Ebenfalls sehr span­nend ist der sel­te­ne Einblick, wie das Adobe Stock Team auf die oben genann­ten Verhaltensweisen reagiert. Damit geben sie einen nütz­li­chen Einblick in die Denkweise der „Hüter des Algorithmus“:

Das Team hat ein neu­es Ranking-​Feature hin­zu­ge­fügt mit dem Namen „unbi­a­sed DTR“. DTR steht für „Download-​through-​rate“. Die Idee dahin­ter ist, dass bis­her die Anzahl der Verkäufe ins Verhältnis zu den Views bei den Suchergebnissen gesetzt wur­de. Ein Bild, was genau­so oft ange­zeigt wur­de wie ein ande­res, aber häu­fi­ger gekauft wur­de, bekam in der Zukunft einen höhe­ren Platz. Das berück­sich­tig­te aber noch nicht den Fakt, dass die Kunden die obe­ren Bilder unab­hän­gig von der Bildqualität bevor­zug­ten, wes­halb sich die­se Topseller oben fest­setz­ten und kaum von neue­ren, even­tu­ell bes­se­ren Bildern ablö­sen ließen.

Beim „unbi­a­sed DTR“ wird das nun berück­sich­tigt, indem die Anzeigeposition mit ein­fließt in das Verhältnis. Zum Beispiel wird ein Bild auf dem Platz eins der Suchergebnisse als „ein View“ gezählt, wäh­rend ein Bild auf der 30. Position nur als „ein Fünftel View“ gezählt wird, weil die Neigung, das ers­te Bild zu kau­fen, fünf Mal höher ist als die, das 30. Bild zu kaufen.

Zusäzlich zu die­sem Faktor spie­len natür­lich noch vie­le ande­re Faktoren wie Alter des Bildes, Suchbegriffe, Portfoliogröße und so wei­ter eine Rolle.

Als Ergebnis wird im Artikel die­ses Vorher-​Nachher-​Beispiel gezeigt:

Vorher-​Nachher-​Vergleich des „unbi­a­sed DTR“-Ranking Features bei Adobe Stock

So sehr ich den Einblick in die Arbeitsweise des Such-​Teams zu schät­zen weiß, so sehr bin ich doch vom Ergebnis ent­täuscht. Es wird behaup­tet, das Nachher-​Ergebnis wür­de mehr Diversität und Variationen zei­gen. Ich bin da einer ande­ren Meinung.

Wie seht ihr das?

9 Gedanken zu „Adobe Stock erklärt seinen Suchalgorithmus: Erste Lehren“

  1. Das Nachher-​Bild zeigt doch weni­ger Diversität, unzäh­li­ge Typen vor Farbigem Hintergrund, ansons­ten Typen vor ande­rem Hintergund.
    Im Vorher-​Bild gibt es wenigs­tens noch etwas mehr „natür­li­che“ Szenen drau­ßen o.ä.

◆ **Bereitgestelltes Material**:
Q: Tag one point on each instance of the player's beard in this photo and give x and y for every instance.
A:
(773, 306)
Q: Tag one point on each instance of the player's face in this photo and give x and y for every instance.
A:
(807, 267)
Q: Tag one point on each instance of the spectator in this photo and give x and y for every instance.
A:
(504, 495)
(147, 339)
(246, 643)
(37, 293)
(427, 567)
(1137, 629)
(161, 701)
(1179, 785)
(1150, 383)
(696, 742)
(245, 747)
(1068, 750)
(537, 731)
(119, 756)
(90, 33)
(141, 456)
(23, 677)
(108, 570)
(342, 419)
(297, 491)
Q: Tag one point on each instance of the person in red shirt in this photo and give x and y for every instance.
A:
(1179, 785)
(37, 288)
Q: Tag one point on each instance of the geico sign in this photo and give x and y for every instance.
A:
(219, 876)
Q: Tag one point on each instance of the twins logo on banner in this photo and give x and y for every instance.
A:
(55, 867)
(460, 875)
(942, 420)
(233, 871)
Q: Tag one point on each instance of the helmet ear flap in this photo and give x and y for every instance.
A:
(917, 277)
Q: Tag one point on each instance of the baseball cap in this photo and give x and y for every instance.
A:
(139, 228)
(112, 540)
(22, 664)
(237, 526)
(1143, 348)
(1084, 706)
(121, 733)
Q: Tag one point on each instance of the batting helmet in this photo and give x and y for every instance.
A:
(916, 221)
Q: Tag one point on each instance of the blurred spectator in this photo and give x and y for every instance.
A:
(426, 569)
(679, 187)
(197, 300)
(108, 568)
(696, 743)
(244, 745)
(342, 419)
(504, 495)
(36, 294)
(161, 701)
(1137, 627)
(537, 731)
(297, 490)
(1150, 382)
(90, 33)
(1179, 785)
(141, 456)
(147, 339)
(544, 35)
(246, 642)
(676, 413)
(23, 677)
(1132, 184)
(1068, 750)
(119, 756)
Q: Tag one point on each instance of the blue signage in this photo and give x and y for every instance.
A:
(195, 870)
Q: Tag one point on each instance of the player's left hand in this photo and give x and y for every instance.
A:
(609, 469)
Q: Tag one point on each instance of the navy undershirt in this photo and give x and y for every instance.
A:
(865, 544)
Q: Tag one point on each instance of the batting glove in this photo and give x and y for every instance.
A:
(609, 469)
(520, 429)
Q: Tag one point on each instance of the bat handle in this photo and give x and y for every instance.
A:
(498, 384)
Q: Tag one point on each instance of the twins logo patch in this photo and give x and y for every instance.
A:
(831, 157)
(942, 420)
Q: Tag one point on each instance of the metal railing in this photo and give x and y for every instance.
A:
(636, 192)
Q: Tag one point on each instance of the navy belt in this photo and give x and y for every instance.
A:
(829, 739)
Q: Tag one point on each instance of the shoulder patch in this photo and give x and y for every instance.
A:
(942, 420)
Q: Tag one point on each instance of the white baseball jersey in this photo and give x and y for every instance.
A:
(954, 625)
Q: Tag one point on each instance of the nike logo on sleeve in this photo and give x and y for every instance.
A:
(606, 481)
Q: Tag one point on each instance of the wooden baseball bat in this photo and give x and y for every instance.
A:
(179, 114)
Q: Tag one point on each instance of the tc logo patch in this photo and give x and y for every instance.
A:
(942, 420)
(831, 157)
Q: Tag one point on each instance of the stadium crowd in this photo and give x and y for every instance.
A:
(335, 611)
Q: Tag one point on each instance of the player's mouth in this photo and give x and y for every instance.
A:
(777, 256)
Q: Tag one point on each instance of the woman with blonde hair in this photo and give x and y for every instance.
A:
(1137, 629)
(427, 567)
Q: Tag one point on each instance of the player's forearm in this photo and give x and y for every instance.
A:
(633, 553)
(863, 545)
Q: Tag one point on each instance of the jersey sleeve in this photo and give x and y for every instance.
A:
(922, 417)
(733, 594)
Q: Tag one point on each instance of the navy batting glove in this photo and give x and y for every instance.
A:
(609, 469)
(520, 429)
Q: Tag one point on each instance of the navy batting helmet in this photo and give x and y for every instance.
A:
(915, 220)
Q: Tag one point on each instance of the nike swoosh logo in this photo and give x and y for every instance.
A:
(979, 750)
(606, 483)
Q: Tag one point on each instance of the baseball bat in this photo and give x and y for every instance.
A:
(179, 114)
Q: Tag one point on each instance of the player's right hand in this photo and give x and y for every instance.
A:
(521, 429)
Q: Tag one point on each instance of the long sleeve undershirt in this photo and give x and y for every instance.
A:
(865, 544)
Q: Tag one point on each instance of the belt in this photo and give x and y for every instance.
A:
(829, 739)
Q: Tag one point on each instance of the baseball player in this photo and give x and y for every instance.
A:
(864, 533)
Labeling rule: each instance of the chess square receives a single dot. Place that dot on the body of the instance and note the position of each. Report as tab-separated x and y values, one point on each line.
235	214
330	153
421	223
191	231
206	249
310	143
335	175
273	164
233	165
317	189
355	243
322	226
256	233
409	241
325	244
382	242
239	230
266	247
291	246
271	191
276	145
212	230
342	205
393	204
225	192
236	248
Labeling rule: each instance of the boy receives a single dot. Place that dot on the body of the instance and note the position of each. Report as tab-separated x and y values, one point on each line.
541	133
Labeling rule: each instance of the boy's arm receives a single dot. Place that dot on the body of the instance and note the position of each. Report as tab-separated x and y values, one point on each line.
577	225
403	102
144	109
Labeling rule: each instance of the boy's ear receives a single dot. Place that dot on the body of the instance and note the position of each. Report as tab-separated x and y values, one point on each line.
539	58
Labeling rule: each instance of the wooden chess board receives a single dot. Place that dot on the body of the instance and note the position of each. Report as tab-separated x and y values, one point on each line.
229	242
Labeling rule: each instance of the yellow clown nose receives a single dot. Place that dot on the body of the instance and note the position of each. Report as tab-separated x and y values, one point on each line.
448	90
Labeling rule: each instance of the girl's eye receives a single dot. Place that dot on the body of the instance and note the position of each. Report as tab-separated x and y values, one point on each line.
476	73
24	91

◆ **Schriftliche Aufgabe A**: Führen Sie alle Faktoren auf, die der Text über den Suchalgorithmus von Adobe Stock zusätzlich zum „unbiased DTR“ namentlich als weitere Einflussgrößen nennt.
◆ **Schriftliche Aufgabe B**: Schreiben Sie aus dem Text über den Suchalgorithmus von Adobe Stock alles von „Zusäzlich zu die­sem“ bis hinunter zu „Wie seht ihr das?“ wortgetreu ab.

◆ **Fertige Antwort A**:
- Alter des Bildes
- Suchbegriffe
- Portfoliogröße

◆ **Fertige Antwort B**:
Zusäzlich zu die­sem Faktor spie­len natür­lich noch vie­le ande­re Faktoren wie Alter des Bildes, Suchbegriffe, Portfoliogröße und so wei­ter eine Rolle.

Als Ergebnis wird im Artikel die­ses Vorher-​Nachher-​Beispiel gezeigt:

Vorher-​Nachher-​Vergleich des „unbi­a­sed DTR“-Ranking Features bei Adobe Stock

So sehr ich den Einblick in die Arbeitsweise des Such-​Teams zu schät­zen weiß, so sehr bin ich doch vom Ergebnis ent­täuscht. Es wird behaup­tet, das Nachher-​Ergebnis wür­de mehr Diversität und Variationen zei­gen. Ich bin da einer ande­ren Meinung.

Wie seht ihr das?